Collected data entries
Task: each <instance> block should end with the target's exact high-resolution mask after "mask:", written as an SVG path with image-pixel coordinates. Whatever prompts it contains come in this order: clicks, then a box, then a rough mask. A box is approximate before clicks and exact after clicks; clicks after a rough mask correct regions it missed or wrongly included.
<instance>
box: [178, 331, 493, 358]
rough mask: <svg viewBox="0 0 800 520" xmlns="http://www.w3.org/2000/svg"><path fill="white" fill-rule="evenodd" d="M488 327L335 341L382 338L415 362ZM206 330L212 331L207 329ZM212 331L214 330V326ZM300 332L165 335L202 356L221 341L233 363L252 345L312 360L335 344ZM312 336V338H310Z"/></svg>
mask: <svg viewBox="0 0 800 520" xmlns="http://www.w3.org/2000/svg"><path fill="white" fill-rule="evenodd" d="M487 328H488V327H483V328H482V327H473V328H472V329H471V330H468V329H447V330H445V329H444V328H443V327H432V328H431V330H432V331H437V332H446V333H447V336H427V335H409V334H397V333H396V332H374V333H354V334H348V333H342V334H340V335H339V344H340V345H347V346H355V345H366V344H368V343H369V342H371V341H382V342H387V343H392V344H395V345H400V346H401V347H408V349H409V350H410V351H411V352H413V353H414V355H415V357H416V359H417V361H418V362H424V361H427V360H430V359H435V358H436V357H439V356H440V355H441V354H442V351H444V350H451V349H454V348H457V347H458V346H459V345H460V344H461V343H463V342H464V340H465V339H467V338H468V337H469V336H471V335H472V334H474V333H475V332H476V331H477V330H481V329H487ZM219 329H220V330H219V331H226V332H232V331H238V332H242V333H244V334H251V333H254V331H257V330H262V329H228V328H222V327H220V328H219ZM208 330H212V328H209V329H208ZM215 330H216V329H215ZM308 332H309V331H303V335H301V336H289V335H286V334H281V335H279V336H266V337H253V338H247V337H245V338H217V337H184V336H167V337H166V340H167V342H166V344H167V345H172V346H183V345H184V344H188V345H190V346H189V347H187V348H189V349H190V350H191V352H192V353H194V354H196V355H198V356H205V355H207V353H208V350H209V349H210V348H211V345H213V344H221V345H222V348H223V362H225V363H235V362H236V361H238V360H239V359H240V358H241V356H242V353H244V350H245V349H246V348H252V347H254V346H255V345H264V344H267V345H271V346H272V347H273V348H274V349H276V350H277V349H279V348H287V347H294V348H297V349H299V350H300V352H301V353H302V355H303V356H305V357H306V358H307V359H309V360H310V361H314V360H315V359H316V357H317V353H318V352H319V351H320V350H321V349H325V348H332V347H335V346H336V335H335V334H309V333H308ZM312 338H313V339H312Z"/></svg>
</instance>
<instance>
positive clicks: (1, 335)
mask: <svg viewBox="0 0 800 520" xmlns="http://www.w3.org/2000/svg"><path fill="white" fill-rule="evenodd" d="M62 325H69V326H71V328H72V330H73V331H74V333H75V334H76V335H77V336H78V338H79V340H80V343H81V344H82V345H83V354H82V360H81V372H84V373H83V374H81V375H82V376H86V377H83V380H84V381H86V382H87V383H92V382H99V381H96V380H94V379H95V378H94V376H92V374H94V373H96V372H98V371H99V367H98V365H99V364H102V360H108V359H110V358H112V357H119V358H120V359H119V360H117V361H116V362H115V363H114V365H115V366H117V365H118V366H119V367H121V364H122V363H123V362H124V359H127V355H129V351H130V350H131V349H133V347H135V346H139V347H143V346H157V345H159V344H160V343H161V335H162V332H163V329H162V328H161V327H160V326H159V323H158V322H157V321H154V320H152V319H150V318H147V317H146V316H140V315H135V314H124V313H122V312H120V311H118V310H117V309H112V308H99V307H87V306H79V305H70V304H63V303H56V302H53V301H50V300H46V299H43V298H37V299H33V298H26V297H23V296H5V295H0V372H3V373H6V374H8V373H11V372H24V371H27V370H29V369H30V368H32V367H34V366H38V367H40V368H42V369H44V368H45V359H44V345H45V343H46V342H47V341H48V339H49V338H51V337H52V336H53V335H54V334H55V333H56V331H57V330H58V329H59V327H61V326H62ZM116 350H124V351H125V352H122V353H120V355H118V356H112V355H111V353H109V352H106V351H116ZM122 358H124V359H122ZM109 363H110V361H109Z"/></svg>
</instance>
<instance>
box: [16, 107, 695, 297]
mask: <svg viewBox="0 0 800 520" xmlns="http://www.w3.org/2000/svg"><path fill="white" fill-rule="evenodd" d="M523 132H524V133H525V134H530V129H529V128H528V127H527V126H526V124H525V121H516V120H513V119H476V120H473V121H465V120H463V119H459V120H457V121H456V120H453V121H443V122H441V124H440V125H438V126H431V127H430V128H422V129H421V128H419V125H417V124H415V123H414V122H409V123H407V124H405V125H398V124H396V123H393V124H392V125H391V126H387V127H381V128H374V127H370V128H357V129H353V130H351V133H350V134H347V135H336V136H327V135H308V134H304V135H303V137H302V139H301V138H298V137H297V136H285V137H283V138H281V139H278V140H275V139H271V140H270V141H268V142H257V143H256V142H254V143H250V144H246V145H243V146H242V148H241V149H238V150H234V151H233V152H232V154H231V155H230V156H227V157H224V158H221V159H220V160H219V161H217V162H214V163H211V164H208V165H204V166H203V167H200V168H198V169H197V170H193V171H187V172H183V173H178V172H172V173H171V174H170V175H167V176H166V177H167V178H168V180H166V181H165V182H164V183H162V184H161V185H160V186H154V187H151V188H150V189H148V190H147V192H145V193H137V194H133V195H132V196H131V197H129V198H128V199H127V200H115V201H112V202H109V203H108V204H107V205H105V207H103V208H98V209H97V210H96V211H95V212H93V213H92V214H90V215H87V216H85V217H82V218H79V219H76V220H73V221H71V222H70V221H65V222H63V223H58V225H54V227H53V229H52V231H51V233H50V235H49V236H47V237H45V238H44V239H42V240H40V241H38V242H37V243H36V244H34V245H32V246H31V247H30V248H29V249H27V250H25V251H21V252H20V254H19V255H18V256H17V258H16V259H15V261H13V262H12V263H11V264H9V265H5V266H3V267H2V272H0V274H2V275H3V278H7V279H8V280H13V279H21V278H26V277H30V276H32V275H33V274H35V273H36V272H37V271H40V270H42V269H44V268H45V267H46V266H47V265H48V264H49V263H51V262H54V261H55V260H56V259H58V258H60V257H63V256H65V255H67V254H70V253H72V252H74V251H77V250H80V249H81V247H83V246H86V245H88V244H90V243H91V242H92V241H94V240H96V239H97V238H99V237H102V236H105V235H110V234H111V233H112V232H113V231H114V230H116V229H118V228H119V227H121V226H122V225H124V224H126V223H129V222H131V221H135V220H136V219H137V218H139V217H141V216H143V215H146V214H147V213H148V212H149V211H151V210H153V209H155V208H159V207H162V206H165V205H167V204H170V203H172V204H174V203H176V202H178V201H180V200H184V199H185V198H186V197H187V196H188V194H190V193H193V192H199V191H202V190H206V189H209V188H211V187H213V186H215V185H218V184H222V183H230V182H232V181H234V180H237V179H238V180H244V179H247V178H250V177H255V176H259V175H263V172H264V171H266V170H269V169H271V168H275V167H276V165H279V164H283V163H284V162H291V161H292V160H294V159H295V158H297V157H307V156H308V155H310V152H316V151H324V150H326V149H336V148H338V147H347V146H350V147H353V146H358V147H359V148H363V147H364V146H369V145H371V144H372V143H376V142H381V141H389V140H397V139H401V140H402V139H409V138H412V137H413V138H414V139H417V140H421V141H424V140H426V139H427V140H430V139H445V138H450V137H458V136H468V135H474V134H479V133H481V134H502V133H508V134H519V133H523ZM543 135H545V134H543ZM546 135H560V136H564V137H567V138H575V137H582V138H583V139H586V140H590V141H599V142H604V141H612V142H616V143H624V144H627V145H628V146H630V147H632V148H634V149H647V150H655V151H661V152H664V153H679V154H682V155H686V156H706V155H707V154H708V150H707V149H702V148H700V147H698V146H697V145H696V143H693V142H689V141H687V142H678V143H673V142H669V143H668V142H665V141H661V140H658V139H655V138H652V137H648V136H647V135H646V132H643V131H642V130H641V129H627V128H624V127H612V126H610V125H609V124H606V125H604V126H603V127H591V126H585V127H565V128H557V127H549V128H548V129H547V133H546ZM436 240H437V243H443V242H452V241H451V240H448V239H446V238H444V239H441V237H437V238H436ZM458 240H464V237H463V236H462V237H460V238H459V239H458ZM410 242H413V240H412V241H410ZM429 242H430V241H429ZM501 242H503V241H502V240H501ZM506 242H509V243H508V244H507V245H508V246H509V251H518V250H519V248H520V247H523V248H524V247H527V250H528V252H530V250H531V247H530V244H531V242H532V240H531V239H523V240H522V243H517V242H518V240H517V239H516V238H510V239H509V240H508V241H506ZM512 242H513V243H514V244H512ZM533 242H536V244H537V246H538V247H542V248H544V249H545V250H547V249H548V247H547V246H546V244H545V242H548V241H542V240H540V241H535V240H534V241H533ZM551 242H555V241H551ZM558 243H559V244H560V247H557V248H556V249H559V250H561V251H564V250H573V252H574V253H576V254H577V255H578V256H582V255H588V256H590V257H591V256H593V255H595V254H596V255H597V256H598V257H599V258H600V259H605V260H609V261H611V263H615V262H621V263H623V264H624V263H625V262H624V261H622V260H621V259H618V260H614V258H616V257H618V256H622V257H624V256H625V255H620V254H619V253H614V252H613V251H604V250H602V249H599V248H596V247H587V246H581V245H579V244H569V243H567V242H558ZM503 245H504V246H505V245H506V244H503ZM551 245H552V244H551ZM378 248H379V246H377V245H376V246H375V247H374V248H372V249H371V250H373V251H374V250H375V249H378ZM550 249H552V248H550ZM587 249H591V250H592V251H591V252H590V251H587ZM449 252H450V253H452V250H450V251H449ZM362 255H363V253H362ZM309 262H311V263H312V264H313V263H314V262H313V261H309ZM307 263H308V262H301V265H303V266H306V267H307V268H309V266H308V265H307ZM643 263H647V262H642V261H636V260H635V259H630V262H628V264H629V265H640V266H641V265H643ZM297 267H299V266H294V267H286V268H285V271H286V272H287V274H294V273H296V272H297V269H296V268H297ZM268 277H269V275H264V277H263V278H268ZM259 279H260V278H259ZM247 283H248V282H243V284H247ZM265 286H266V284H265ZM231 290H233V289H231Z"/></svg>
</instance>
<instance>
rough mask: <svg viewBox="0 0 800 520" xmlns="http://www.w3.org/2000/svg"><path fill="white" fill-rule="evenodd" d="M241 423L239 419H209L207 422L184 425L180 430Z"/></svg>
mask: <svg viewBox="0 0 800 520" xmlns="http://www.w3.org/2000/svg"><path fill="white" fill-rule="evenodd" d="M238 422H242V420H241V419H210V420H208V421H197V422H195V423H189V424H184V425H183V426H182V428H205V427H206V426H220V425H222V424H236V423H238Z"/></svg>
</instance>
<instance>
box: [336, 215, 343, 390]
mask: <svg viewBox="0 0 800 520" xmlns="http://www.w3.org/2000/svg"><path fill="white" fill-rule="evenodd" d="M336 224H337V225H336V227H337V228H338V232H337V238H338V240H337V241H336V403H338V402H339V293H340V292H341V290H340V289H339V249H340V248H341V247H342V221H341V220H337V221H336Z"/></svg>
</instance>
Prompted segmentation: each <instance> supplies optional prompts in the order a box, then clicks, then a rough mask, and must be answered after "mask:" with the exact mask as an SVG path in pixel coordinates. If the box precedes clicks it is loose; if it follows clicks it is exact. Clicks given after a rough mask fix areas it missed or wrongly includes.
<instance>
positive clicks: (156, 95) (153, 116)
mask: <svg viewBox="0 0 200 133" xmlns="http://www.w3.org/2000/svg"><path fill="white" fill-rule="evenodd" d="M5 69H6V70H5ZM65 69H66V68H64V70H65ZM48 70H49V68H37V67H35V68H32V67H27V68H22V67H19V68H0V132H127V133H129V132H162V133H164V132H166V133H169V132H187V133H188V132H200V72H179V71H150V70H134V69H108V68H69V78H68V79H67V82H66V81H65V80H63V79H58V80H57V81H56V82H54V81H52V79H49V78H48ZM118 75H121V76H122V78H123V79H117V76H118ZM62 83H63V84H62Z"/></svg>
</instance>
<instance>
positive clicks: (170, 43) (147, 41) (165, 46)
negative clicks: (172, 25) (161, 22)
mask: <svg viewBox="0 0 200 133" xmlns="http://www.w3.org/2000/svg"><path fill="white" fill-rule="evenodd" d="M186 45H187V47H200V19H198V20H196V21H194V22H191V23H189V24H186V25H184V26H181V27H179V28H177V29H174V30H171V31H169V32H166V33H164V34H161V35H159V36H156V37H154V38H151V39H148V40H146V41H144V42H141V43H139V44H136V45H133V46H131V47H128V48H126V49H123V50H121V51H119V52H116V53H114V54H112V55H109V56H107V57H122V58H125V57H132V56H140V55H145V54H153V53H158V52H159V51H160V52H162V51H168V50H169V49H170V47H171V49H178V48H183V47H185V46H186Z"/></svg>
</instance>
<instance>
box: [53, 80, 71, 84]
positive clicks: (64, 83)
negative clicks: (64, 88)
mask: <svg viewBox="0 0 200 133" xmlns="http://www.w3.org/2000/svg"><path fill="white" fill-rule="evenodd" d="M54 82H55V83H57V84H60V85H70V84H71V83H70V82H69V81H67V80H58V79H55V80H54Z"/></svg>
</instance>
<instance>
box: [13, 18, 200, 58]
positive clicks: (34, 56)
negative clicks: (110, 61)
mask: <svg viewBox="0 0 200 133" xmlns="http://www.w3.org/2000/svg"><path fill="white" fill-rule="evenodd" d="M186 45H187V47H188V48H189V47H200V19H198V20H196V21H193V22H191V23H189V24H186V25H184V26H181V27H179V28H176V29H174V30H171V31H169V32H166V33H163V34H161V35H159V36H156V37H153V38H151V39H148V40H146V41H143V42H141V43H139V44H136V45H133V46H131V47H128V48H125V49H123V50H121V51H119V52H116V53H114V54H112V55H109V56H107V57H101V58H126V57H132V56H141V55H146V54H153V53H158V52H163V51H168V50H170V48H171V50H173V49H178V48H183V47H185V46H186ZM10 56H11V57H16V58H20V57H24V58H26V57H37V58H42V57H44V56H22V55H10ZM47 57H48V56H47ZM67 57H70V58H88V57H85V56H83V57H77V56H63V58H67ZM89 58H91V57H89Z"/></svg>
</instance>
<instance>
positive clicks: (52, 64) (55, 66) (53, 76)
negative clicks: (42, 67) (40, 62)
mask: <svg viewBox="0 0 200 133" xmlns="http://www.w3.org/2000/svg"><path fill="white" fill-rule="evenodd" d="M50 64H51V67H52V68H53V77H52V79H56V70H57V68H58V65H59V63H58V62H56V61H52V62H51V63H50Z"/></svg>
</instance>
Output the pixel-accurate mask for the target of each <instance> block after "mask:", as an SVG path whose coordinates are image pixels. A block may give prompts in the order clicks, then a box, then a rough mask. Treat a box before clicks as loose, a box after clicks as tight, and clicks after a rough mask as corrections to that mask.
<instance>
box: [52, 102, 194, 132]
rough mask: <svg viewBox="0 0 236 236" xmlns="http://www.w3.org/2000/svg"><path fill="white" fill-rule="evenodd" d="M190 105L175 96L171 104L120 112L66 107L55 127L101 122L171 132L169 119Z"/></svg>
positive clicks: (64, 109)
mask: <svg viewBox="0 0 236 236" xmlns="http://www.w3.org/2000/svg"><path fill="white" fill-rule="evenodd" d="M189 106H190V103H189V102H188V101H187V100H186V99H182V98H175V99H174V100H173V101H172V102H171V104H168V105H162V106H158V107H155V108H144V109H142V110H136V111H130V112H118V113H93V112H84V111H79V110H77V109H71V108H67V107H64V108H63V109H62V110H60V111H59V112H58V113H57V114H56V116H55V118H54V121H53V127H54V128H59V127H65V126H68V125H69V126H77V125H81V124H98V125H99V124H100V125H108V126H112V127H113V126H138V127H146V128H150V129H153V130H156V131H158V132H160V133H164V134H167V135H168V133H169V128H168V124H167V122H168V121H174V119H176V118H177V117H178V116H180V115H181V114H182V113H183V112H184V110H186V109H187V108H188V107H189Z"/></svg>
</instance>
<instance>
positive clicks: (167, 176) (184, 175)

### [What to work on]
How many lines of the entries contain the string "prompts"? Match case exactly and give only the number.

### [Task answer]
3